## Given task
Repeat the whole listing below, word for word.

## Excerpted records
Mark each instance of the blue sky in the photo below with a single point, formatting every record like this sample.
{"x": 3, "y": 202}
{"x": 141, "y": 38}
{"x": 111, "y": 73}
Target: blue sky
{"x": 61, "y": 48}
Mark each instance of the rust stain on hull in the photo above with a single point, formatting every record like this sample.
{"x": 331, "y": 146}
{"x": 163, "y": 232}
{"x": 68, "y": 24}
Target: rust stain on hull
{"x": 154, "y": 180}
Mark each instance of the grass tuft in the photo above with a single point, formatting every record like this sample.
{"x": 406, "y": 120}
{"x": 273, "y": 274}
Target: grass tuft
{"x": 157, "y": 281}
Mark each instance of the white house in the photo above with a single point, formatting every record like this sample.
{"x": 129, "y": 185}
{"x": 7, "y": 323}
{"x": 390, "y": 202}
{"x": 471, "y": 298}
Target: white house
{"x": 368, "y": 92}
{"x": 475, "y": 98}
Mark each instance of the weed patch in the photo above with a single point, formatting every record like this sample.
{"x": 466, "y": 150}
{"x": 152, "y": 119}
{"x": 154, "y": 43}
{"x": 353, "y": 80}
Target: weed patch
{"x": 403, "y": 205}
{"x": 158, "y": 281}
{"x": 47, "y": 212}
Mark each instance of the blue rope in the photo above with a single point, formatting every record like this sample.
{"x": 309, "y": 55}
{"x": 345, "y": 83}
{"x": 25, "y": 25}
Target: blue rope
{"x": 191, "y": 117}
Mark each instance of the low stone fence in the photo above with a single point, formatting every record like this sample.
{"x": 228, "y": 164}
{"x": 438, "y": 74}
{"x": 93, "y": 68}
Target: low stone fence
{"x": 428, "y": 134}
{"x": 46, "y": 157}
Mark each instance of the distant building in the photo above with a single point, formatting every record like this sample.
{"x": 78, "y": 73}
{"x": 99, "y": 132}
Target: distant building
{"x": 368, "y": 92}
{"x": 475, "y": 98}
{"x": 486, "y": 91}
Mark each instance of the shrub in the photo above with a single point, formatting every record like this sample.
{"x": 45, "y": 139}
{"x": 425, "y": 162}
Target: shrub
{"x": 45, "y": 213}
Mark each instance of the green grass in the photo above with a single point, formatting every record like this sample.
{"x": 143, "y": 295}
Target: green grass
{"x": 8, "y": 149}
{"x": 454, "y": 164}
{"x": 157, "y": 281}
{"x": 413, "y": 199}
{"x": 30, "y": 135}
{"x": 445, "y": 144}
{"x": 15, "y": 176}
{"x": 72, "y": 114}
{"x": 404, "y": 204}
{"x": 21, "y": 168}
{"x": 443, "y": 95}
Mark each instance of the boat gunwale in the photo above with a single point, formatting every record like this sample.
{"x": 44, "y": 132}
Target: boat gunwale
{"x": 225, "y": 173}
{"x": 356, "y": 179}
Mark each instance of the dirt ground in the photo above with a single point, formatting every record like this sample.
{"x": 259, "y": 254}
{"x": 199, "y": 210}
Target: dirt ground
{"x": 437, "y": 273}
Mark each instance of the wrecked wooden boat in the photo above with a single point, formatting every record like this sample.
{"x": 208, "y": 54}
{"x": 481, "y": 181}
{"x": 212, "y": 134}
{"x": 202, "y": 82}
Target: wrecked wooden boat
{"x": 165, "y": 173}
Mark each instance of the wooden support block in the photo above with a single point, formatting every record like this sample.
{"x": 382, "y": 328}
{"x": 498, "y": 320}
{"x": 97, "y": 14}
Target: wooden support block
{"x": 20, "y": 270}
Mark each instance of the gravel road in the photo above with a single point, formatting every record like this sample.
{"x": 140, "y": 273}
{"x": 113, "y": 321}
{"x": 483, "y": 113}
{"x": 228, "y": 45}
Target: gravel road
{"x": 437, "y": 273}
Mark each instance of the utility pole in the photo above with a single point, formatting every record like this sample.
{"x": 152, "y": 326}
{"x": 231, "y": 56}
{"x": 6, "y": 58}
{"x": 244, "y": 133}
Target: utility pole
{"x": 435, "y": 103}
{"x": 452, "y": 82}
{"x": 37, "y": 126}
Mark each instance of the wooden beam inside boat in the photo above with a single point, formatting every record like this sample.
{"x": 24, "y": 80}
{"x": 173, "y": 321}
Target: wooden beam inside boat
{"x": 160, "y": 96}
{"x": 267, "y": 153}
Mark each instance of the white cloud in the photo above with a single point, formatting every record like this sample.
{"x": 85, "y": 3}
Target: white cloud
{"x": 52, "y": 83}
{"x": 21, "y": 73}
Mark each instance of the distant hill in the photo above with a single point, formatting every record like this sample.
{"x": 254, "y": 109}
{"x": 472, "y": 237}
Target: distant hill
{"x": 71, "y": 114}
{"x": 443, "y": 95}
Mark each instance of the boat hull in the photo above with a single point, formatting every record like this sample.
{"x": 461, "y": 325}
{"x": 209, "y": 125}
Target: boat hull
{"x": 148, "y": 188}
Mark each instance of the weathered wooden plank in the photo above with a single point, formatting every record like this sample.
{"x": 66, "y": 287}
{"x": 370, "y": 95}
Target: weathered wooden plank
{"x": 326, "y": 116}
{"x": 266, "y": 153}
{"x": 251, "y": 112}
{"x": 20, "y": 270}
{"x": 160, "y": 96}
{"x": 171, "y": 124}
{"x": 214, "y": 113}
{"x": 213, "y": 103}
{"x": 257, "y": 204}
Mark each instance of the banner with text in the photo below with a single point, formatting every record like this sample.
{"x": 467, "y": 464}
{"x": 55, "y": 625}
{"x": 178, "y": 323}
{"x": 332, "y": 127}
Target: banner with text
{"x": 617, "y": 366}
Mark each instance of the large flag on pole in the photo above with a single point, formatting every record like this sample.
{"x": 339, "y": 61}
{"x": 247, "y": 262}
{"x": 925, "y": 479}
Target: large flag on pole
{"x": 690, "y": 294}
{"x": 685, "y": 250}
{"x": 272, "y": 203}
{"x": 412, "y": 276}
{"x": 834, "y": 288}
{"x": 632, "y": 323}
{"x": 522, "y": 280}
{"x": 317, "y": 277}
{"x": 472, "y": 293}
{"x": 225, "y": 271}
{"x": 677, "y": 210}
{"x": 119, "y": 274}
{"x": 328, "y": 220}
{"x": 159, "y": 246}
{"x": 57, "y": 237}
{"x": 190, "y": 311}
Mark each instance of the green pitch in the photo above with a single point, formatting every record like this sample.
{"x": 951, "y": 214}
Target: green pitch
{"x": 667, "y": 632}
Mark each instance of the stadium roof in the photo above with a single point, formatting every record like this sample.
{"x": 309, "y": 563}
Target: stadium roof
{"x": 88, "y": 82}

## Full solution
Mark each instance of the blue sky in the photo below with a single point, formatting every record like this sample.
{"x": 3, "y": 202}
{"x": 141, "y": 38}
{"x": 111, "y": 73}
Target: blue sky
{"x": 61, "y": 48}
Mark each instance of the rust stain on hull in the photo above with a single point, formatting every record like this sample.
{"x": 331, "y": 146}
{"x": 163, "y": 232}
{"x": 68, "y": 24}
Target: rust stain on hull
{"x": 154, "y": 180}
Mark each instance of the grass tuft in the photo above with a single point, formatting every record like this sample.
{"x": 406, "y": 120}
{"x": 273, "y": 274}
Target: grass tuft
{"x": 157, "y": 281}
Mark each instance of the white house in the photo above with a single point, formatting every record like this sample.
{"x": 129, "y": 185}
{"x": 7, "y": 323}
{"x": 390, "y": 202}
{"x": 471, "y": 298}
Target: white house
{"x": 368, "y": 92}
{"x": 475, "y": 98}
Mark each instance of the weed patch in the photo above with a single point, formatting every record like this sample.
{"x": 466, "y": 150}
{"x": 152, "y": 119}
{"x": 154, "y": 43}
{"x": 353, "y": 80}
Target: weed patch
{"x": 403, "y": 205}
{"x": 158, "y": 281}
{"x": 47, "y": 212}
Mark each instance of the blue rope in the photo above with a single point, formatting every record like this sample.
{"x": 309, "y": 55}
{"x": 345, "y": 83}
{"x": 25, "y": 25}
Target: blue rope
{"x": 191, "y": 117}
Mark each instance of the low stone fence in the photo above with a single point, formatting every record like this sample.
{"x": 228, "y": 164}
{"x": 438, "y": 74}
{"x": 93, "y": 68}
Target: low stone fence
{"x": 428, "y": 134}
{"x": 46, "y": 157}
Mark each instance of the distant building in the photo above with a single point, formatting every record like this sample.
{"x": 78, "y": 73}
{"x": 99, "y": 132}
Target: distant building
{"x": 368, "y": 92}
{"x": 475, "y": 98}
{"x": 486, "y": 91}
Mark each instance of the shrub in the photo above with a single point, formatting every record like this sample.
{"x": 45, "y": 139}
{"x": 425, "y": 162}
Target: shrub
{"x": 45, "y": 213}
Mark each instance of the green grass in the photo above with a single point, formatting every record like this sample.
{"x": 143, "y": 295}
Target: green grass
{"x": 8, "y": 149}
{"x": 454, "y": 164}
{"x": 157, "y": 281}
{"x": 413, "y": 199}
{"x": 30, "y": 135}
{"x": 445, "y": 144}
{"x": 15, "y": 176}
{"x": 72, "y": 114}
{"x": 404, "y": 204}
{"x": 21, "y": 168}
{"x": 443, "y": 95}
Mark each instance of the boat gunwale in the photo above with a single point, formatting every record like this sample.
{"x": 44, "y": 132}
Target: boat gunwale
{"x": 225, "y": 173}
{"x": 356, "y": 179}
Mark each instance of the dirt ground in the photo above with a single point, formatting every record like this sample.
{"x": 259, "y": 254}
{"x": 199, "y": 210}
Target: dirt ground
{"x": 437, "y": 273}
Mark each instance of the wrecked wooden boat in the photo above with a single point, formatting every record like this sample.
{"x": 208, "y": 54}
{"x": 481, "y": 181}
{"x": 212, "y": 134}
{"x": 202, "y": 82}
Target: wrecked wooden boat
{"x": 165, "y": 173}
Mark each instance of the wooden support block in the photo above with a single point, formatting every record like this sample.
{"x": 382, "y": 328}
{"x": 498, "y": 320}
{"x": 97, "y": 14}
Target: wooden support block
{"x": 20, "y": 270}
Mark each instance of the gravel road in the photo above with a single point, formatting every record like this sample.
{"x": 140, "y": 273}
{"x": 113, "y": 321}
{"x": 483, "y": 113}
{"x": 228, "y": 45}
Target: gravel road
{"x": 437, "y": 273}
Mark each instance of the utility pole in the photo above with a single point, formatting every record like this sample.
{"x": 152, "y": 326}
{"x": 231, "y": 56}
{"x": 6, "y": 58}
{"x": 244, "y": 133}
Target: utility pole
{"x": 435, "y": 103}
{"x": 452, "y": 82}
{"x": 37, "y": 126}
Mark each instance of the wooden beam inside boat in the photo above with a single point, formatting every record like this sample.
{"x": 24, "y": 80}
{"x": 173, "y": 321}
Target: wooden beam inside boat
{"x": 160, "y": 96}
{"x": 267, "y": 153}
Mark each instance of the white cloud in the photo above with a single point, formatting every record like this sample.
{"x": 85, "y": 3}
Target: white cloud
{"x": 52, "y": 83}
{"x": 21, "y": 73}
Mark each instance of the distant hill in the photo above with a single point, formatting every record like this sample.
{"x": 254, "y": 109}
{"x": 472, "y": 237}
Target: distant hill
{"x": 71, "y": 114}
{"x": 443, "y": 95}
Mark each instance of the boat hull in the photo above with a single point, formatting every record like this sample.
{"x": 461, "y": 325}
{"x": 209, "y": 125}
Target: boat hull
{"x": 148, "y": 188}
Mark each instance of the weathered wooden plank in the photo above with a single point, formatting every record like this sample.
{"x": 66, "y": 287}
{"x": 370, "y": 95}
Target: weathered wooden plank
{"x": 326, "y": 116}
{"x": 266, "y": 153}
{"x": 251, "y": 112}
{"x": 20, "y": 270}
{"x": 160, "y": 96}
{"x": 171, "y": 124}
{"x": 214, "y": 113}
{"x": 213, "y": 103}
{"x": 257, "y": 204}
Mark each instance of the banner with text in the photo below with a single point, formatting every record like this sample.
{"x": 467, "y": 464}
{"x": 55, "y": 625}
{"x": 178, "y": 323}
{"x": 332, "y": 127}
Target: banner with text
{"x": 617, "y": 366}
Mark each instance of the large flag on pole in the photo above with a single point, formatting every record like this sample.
{"x": 339, "y": 61}
{"x": 247, "y": 262}
{"x": 925, "y": 479}
Target: large flag on pole
{"x": 690, "y": 294}
{"x": 685, "y": 250}
{"x": 272, "y": 203}
{"x": 412, "y": 276}
{"x": 834, "y": 288}
{"x": 632, "y": 323}
{"x": 522, "y": 280}
{"x": 317, "y": 277}
{"x": 472, "y": 293}
{"x": 225, "y": 271}
{"x": 677, "y": 210}
{"x": 119, "y": 274}
{"x": 328, "y": 220}
{"x": 159, "y": 246}
{"x": 57, "y": 237}
{"x": 190, "y": 311}
Mark each instance of the green pitch in the photo above with a single point, formatting every record like this sample.
{"x": 951, "y": 214}
Target: green pitch
{"x": 667, "y": 632}
Mark each instance of the stadium roof in the photo above with a single point, formatting every record like this sample.
{"x": 309, "y": 563}
Target: stadium roof
{"x": 88, "y": 82}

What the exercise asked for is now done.